### What you need to do
Can you return the following material line for line, without altering anything?

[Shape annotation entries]

* * * *

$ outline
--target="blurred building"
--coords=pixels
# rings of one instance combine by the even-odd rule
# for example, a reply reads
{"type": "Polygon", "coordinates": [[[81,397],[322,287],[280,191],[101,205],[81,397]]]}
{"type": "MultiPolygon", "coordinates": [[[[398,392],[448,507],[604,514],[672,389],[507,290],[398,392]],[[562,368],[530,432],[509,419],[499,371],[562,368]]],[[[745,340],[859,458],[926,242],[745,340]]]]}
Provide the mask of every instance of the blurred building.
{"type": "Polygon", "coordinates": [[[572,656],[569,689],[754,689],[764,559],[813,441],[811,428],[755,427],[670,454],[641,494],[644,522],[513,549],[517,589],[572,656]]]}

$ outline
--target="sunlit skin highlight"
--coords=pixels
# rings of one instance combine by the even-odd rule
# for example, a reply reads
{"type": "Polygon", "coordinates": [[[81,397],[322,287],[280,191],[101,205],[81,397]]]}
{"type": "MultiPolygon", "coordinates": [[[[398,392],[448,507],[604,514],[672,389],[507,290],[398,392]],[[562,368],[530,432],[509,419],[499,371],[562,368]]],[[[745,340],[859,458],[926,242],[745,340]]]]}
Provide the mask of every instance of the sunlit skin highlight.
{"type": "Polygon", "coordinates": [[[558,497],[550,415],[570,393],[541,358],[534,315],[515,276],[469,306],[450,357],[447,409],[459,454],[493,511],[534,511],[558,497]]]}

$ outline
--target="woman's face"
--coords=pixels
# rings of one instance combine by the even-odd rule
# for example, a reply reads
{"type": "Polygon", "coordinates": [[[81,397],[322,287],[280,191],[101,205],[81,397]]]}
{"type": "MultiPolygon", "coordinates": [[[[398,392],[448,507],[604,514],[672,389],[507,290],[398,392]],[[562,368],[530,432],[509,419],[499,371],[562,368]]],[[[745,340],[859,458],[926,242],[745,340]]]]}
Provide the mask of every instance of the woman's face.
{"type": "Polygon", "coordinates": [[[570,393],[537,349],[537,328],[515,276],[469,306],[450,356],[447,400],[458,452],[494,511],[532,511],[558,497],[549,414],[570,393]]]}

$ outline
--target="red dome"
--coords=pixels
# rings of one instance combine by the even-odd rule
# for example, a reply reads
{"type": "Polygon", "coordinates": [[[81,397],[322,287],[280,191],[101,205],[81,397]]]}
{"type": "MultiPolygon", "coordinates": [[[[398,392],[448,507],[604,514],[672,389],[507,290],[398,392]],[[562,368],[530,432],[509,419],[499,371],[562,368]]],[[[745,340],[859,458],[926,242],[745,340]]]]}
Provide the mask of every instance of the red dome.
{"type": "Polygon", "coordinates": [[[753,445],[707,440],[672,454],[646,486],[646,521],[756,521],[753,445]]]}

* * * *

### Reply to the task
$ outline
--target="blurred building"
--coords=pixels
# rings of one instance combine by the even-odd rule
# for example, a reply reads
{"type": "Polygon", "coordinates": [[[81,397],[322,287],[280,191],[101,205],[81,397]]]}
{"type": "MultiPolygon", "coordinates": [[[[398,392],[448,507],[604,514],[672,389],[507,290],[398,392]],[[562,368],[530,432],[509,419],[499,371],[562,368]]],[[[745,340],[859,458],[926,242],[745,340]]]]}
Provide the mask of every instance of the blurred building.
{"type": "Polygon", "coordinates": [[[572,656],[569,689],[754,689],[764,559],[813,441],[811,428],[755,427],[670,454],[641,494],[644,522],[513,549],[517,589],[572,656]]]}

$ outline
--target="sunlit skin highlight"
--coords=pixels
# rings of one instance combine by the even-odd rule
# for example, a reply reads
{"type": "Polygon", "coordinates": [[[81,397],[322,287],[280,191],[101,205],[81,397]]]}
{"type": "MultiPolygon", "coordinates": [[[[398,392],[448,507],[604,514],[672,389],[507,290],[398,392]],[[562,368],[530,432],[509,419],[499,371],[562,368]]],[[[745,340],[859,458],[926,242],[745,340]]]]}
Provide the mask of every instance of the sunlit skin highlight.
{"type": "Polygon", "coordinates": [[[558,497],[550,415],[570,393],[541,358],[534,315],[515,276],[469,306],[450,357],[447,409],[459,454],[493,511],[534,511],[558,497]]]}

$ outline
--target="woman's face"
--coords=pixels
# rings of one instance combine by the even-odd rule
# for example, a reply reads
{"type": "Polygon", "coordinates": [[[81,397],[322,287],[280,191],[101,205],[81,397]]]}
{"type": "MultiPolygon", "coordinates": [[[[398,392],[448,507],[604,514],[672,389],[507,290],[398,392]],[[562,368],[530,432],[509,419],[499,371],[562,368]]],[[[745,340],[859,458],[926,242],[745,340]]]]}
Provide the mask of every instance of the woman's face.
{"type": "Polygon", "coordinates": [[[570,393],[537,349],[537,328],[515,276],[469,306],[450,356],[447,400],[458,452],[494,511],[532,511],[558,497],[549,414],[570,393]]]}

$ outline
--target="red dome"
--coords=pixels
# rings of one instance combine by the even-odd rule
# for example, a reply reads
{"type": "Polygon", "coordinates": [[[81,397],[322,287],[280,191],[101,205],[81,397]]]}
{"type": "MultiPolygon", "coordinates": [[[[398,392],[448,507],[604,514],[672,389],[507,290],[398,392]],[[562,368],[530,432],[509,419],[499,371],[562,368]]],[[[745,340],[859,458],[926,242],[745,340]]]]}
Provide the mask of every instance of the red dome.
{"type": "Polygon", "coordinates": [[[753,445],[707,440],[672,454],[646,486],[646,521],[756,521],[753,445]]]}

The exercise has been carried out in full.